- Information provided:

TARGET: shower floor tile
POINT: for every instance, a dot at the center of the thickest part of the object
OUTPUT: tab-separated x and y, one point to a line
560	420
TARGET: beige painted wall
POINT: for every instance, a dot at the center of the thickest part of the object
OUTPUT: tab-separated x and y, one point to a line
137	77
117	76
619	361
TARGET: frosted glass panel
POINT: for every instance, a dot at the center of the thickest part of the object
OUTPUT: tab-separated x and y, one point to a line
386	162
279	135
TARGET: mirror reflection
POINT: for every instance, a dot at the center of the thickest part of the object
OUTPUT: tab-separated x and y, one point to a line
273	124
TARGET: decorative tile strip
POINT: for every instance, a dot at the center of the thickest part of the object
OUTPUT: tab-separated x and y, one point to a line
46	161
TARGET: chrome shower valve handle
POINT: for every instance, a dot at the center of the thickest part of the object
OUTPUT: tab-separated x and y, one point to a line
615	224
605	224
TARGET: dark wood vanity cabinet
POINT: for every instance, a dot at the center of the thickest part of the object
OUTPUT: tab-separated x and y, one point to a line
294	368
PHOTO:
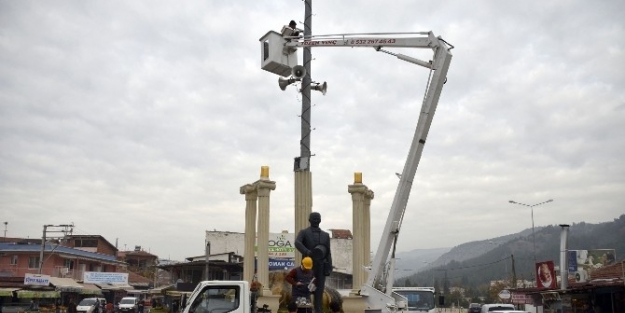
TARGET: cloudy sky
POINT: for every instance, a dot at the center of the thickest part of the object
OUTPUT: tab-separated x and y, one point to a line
140	120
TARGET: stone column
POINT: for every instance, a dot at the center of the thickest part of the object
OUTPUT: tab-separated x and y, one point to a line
358	191
250	231
263	189
366	228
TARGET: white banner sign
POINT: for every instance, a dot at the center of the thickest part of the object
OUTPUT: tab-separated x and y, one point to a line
36	279
105	277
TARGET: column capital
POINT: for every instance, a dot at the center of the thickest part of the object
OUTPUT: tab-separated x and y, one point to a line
247	188
249	191
357	188
264	186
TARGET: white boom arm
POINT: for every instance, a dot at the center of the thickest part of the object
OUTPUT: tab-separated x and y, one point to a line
381	298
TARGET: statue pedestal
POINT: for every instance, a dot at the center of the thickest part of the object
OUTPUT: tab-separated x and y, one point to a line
354	304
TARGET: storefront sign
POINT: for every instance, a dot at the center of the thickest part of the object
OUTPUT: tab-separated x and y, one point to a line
505	294
106	277
281	264
36	279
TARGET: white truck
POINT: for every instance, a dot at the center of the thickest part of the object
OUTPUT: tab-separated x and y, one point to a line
278	55
219	296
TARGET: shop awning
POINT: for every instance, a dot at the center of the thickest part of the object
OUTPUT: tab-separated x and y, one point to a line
37	294
115	287
91	289
65	284
7	292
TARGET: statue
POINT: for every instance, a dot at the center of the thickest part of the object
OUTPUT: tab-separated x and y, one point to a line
315	243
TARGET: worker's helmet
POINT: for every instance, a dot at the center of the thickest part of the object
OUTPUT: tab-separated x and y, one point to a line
307	263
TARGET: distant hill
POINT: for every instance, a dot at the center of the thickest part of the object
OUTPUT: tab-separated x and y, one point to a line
475	264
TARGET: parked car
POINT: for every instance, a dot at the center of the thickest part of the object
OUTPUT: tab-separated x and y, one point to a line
486	308
89	305
474	308
128	305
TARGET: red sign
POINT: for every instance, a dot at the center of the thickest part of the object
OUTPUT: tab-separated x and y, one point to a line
546	275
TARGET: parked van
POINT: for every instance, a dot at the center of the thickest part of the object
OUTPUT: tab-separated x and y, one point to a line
89	305
128	305
486	308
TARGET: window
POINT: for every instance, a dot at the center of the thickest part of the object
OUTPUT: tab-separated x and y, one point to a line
69	264
33	262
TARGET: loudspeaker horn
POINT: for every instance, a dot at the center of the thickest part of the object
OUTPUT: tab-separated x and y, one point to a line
298	72
284	81
321	87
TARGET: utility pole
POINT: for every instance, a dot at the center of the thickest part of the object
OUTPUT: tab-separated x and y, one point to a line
303	176
207	257
513	272
65	230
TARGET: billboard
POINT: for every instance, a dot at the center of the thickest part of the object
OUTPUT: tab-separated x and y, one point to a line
112	278
281	245
545	275
36	279
583	262
281	264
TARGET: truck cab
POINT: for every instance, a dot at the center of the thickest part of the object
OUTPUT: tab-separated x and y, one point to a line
219	297
417	299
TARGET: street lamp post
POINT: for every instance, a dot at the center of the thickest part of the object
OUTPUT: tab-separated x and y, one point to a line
531	206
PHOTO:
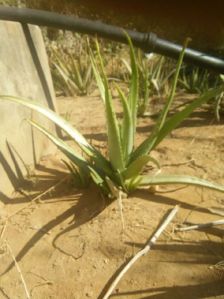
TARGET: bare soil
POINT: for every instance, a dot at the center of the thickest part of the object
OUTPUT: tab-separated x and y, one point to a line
70	243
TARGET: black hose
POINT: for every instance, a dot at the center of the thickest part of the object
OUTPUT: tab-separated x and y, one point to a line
148	42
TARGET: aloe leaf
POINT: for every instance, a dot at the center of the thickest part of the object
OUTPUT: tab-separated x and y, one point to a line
64	147
148	180
54	117
127	126
113	132
135	168
63	124
133	95
169	102
98	180
98	77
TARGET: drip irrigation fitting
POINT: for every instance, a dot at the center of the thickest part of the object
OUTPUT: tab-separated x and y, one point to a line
148	42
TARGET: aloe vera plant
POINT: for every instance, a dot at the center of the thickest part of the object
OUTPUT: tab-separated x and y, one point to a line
122	170
71	74
153	75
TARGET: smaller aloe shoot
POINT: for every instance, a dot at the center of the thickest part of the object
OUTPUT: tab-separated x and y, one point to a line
72	75
122	170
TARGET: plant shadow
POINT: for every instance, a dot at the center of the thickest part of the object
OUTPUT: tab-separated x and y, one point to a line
201	290
88	204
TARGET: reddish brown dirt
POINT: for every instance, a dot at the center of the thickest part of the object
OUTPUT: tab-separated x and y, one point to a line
69	244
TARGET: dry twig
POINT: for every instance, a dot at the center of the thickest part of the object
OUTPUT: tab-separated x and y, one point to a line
142	252
200	225
19	270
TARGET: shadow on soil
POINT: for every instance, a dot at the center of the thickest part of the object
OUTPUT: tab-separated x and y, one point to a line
88	205
202	290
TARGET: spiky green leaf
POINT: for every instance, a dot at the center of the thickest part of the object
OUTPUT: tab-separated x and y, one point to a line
136	167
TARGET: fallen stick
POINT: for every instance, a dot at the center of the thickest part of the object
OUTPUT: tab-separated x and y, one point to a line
200	225
142	252
19	271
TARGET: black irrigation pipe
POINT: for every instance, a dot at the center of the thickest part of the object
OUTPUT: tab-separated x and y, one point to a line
148	42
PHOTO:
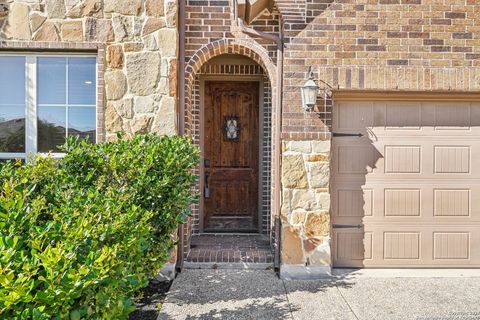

- Exercise directions: This task calls for the records to be copied exactly, without pictures.

- Solved problem:
TARGET: shower floor tile
POINT: for every instance, a dot at the center of the thickest part of the object
OUTPUT: tab-separated x and y, one point to a line
560	420
TARGET: beige painted wall
POINT: for every instance, a dot at the center of the thickest part of the object
OUTPUT: tab-separated x and y, one point to a line
137	77
117	76
619	361
TARGET: frosted glass panel
POINT: for every instance, a dot at the center of the thickest part of the object
OUTPUT: tab-separated x and y, one point to a line
386	162
279	135
TARGET: mirror reflection
POINT: for every instance, a dot at the center of the thickest part of the object
OUTPUT: tab-separated x and y, one point to a line
273	124
TARGET: decorative tile strip
POINT: for every instance, a dot at the center of the thickest part of the object
OUTPUT: tab-separated x and y, one point to a line
46	161
TARGET: chrome shower valve handle
POINT: for every instance, a dot at the center of the thickest part of the object
OUTPUT: tab-separated x and y, one point to a line
615	224
605	224
TARGET: dark wood vanity cabinet
POINT: for every instance, a dot at the center of the thickest part of the object
OUTPUT: tab-separated x and y, one point to a line
294	368
PHOTO:
TARGET: cloudy sky
POINT: for every instance, a dot at the center of the thickest part of the object
OUTPUT: tab-separated x and y, one point to a line
140	120
TARGET: stone column
POINT: for every instance, a dot at the center of the thickest part of the object
OUTPUT: tab-separated x and y, one point to a line
358	191
250	231
263	189
366	228
TARGET: white banner sign
POINT: for every instance, a dot at the center of the thickest part of the object
OUTPUT: tab-separated x and y, one point to a line
36	279
105	277
TARGET: column capital
POINT: for every instance, a dot at the center of the thickest part of the object
OUTPUT: tab-separated x and y, one point to a line
247	188
249	191
357	188
264	186
TARGET: white boom arm
POINT: for every instance, a dot at the center of the thickest part of the object
OUTPUT: tab-separated x and y, one point to a line
381	298
TARGET: statue pedestal
POINT: for every instance, a dot at the center of the thickest part of the object
OUTPUT: tab-separated x and y, one point to a line
354	304
TARGET: storefront sign
POINT: for every instance, a dot at the center of the thickest part of the object
OUTPUT: tab-separated x and y, one point to a line
505	294
106	277
281	264
36	279
TARGET: white truck
POINT: for every instance, a dot at the center of the thickest part of the object
OUTPUT: tab-separated x and y, one point to a line
278	55
219	296
TARGET: shop awning
POINT: for every instance, a dot at the center of the thickest part of the object
OUTPUT: tab-separated x and y, one point to a line
37	294
115	287
91	289
65	284
7	292
TARGET: statue
POINT: for every instance, a dot at the center of the thickest part of the object
OUTPUT: tab-separated x and y, one point to a line
315	243
TARGET: worker's helmet
POINT: for every instance, a dot at the center of the thickest part of the object
OUTPUT: tab-separated x and y, one point to a line
307	263
TARGET: distant hill
POINT: for every instance, a dot at the center of the thickest part of the object
OUTPUT: tab-separated x and y, one point to a line
475	264
TARGET: parked car
POINT: for every instance, a dot at the center of the thickest part of the object
OUTPUT: tab-separated x and y, one point to a line
486	308
89	305
474	308
128	305
TARGET: red sign
POINT: for every instance, a dot at the center of the thickest part of the object
OUTPUT: tab-separated x and y, one point to a line
546	275
TARGET: parked van
POINT: for every instance, a dot at the center of the thickest part of the object
OUTPUT: tab-separated x and y, one point to a line
89	305
128	305
486	308
TARGET: window
POINT: for every instance, a dot at the center of the thickest part of the object
OUTPUT: tab-separated x and y, one point to a line
69	264
33	262
TARGET: loudspeaker horn
POINT: for every instance, a dot at the center of the thickest part of the object
OUTPUT: tab-separated x and y, one point to a line
298	72
284	81
321	87
TARGET: utility pole
POINT: for every instance, a dot at the center of the thickest part of the object
OUTPUT: tab-separated x and y, one point to a line
303	176
207	257
513	272
65	230
TARGET: billboard
POINT: for every instance, a dot at the center of the thickest part of the object
OUTPUT: tab-separated x and y, one point to a line
112	278
281	245
545	275
36	279
583	262
281	264
TARGET: truck cab
POINT: for every instance, a dot at the center of the thickest part of the object
OUTPUT: tab-separated x and y, one point to a line
219	297
417	299
TARGET: street lamp post
POINT: for every instance, a dot at the center of the thickest part of the object
OUTPUT: tab-separated x and y, one point to a line
531	206
PHOTO:
TARGET: bare soil
POINT: for every instance, a dot at the center of the thickest part of the object
OUTPUT: tab-separated x and y, one point to a line
70	243
TARGET: black hose
POINT: for every instance, a dot at the center of the thickest part of the object
OUTPUT: tab-separated x and y, one point to a line
148	42
TARGET: aloe leaf
POINT: for every instance, a dot at the center of the thickest part of the object
OUTPUT: tab-separated x and y, one point to a line
64	147
148	180
54	117
127	126
113	132
135	168
63	124
133	95
169	102
98	180
98	77
TARGET: drip irrigation fitting
POINT: for every instance, a dot at the center of the thickest part of the object
OUTPUT: tab-separated x and y, one point to a line
148	42
TARGET: aloe vera plant
POINT: for every instance, a dot at the center of the thickest part of the object
OUTPUT: tab-separated x and y, one point to a line
122	170
71	74
153	75
TARGET: smaller aloe shoot
POINT: for every instance, a dot at the center of the thickest part of the object
OUTPUT: tab-separated x and y, one point to a line
72	75
122	170
TARGET: plant shadow
POINT: for every instance, a dot at the center of the thickest part of the object
OUTPUT: tab-separated x and y, one point to a line
201	290
88	204
TARGET: reddish brown dirt
POINT: for every instance, a dot at the center of the thickest part of the object
OUTPUT: tab-separated x and y, one point to a line
69	244
TARGET: dry twig
POINT: for every instance, a dot at the center of the thickest part of the object
OUTPUT: tab-separated x and y, one point to a line
142	252
200	225
19	270
TARGET: shadow on soil
POINT: for every instance, a dot at the center of the thickest part of the object
OUTPUT: tab-separated x and y, one point to a line
88	205
202	290
TARGET: spiky green leaf
POINT: for every instance, a dot at the center of the thickest part of the object
OUTPUT: tab-separated x and y, one point to a line
136	167
TARGET: fallen stick
POINT: for every instance, a dot at the center of the thickest part of the object
OUTPUT: tab-separated x and y, one point to a line
200	225
142	252
19	271
TARGET: black irrigation pipe
POINT: for every instance, a dot at the center of the thickest part of the object
OUTPUT: tab-separated x and y, one point to a line
148	42
PHOTO:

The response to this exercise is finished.